▶ [Assignment] Write out again, exactly, the lines below starting at the one with "Target: leafy foliage" and ending at the one with "Target: dark tree canopy".

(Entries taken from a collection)

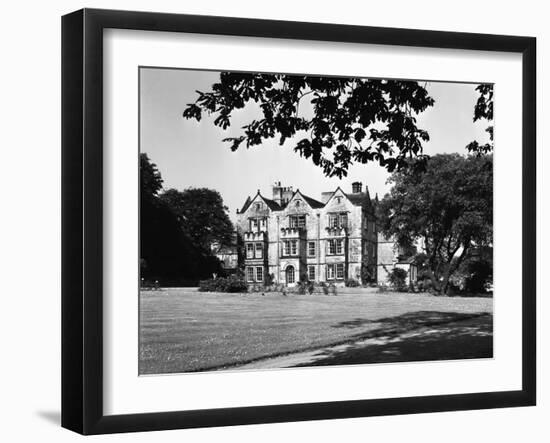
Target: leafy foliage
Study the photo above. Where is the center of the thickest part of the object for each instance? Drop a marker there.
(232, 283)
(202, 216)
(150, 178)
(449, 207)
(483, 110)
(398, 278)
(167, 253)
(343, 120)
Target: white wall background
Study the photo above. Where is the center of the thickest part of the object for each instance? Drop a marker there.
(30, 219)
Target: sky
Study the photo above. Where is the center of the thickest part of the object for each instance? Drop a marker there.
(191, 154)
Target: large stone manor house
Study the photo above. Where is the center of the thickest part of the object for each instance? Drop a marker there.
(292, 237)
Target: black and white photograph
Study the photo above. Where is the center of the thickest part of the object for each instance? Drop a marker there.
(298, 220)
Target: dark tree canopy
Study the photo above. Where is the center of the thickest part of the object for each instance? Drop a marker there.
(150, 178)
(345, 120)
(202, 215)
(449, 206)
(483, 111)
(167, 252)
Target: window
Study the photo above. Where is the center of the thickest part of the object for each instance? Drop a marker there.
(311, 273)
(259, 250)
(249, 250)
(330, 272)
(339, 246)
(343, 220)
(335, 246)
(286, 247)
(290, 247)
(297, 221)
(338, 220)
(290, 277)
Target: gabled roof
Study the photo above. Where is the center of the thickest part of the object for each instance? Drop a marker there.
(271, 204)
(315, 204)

==

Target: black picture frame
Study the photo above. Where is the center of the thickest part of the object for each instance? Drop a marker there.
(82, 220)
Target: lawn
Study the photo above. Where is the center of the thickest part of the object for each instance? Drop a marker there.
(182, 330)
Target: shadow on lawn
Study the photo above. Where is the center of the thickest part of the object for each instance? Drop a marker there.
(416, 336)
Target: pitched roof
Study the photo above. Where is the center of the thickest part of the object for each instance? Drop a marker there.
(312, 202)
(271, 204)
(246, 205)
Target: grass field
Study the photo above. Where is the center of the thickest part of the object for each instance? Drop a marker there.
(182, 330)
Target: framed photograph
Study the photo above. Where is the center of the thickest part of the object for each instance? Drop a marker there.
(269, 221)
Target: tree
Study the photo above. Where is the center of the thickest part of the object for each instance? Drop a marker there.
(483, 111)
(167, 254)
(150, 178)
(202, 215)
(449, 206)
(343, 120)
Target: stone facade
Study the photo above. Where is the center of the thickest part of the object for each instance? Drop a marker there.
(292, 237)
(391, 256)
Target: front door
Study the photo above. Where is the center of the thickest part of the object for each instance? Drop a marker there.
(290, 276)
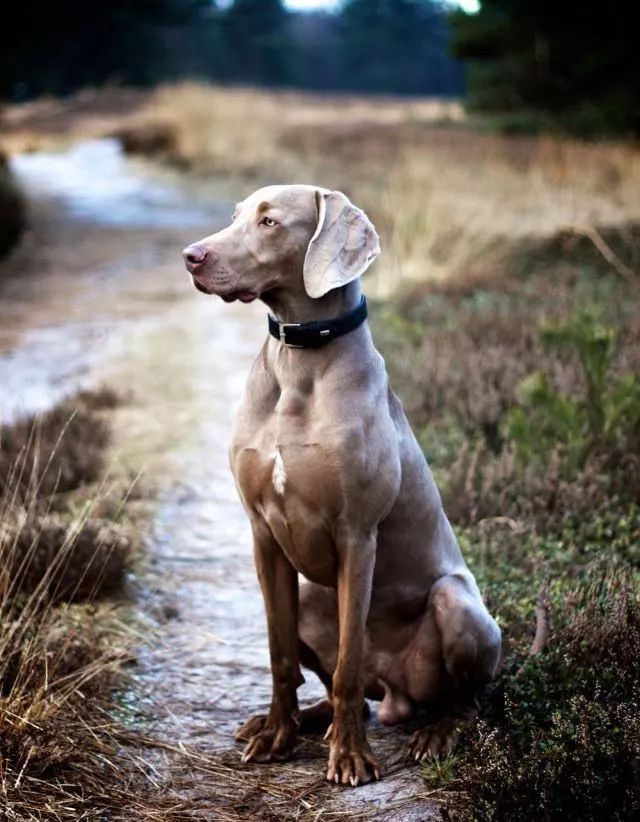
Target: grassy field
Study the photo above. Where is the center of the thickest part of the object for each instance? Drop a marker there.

---

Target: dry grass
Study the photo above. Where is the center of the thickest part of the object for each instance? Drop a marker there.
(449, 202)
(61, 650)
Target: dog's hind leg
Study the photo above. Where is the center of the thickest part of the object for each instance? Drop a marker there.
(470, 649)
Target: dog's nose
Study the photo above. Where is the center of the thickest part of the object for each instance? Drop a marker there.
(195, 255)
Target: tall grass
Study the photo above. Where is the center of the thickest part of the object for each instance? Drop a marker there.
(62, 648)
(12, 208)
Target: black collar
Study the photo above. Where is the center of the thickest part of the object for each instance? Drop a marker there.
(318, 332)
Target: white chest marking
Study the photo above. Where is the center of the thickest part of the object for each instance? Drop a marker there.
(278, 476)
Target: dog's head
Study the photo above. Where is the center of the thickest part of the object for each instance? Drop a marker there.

▶ [Exercise output]
Target: leafy foliage
Study the photo above. Where is the center of the thickest part of the object for each instance? Drop a marker there.
(232, 283)
(202, 216)
(150, 178)
(449, 207)
(483, 110)
(398, 278)
(167, 253)
(343, 120)
Target: white wall background
Study the photo above. Where is the center of the thickest part of the object for each instance? Drop a marker there.
(30, 219)
Target: sky
Study the photo above. Where is the center of the thickest part of the object for each instance? Drop a marker there.
(191, 154)
Target: large stone manor house
Study the photo above. Where is the center of the thickest part of the object for each instance? Drop a marker there.
(292, 237)
Target: black and white photograph
Study the photo above. Where is the center of the thickest part of the object for each instance? Drop a marker there.
(298, 220)
Target: dark tree canopy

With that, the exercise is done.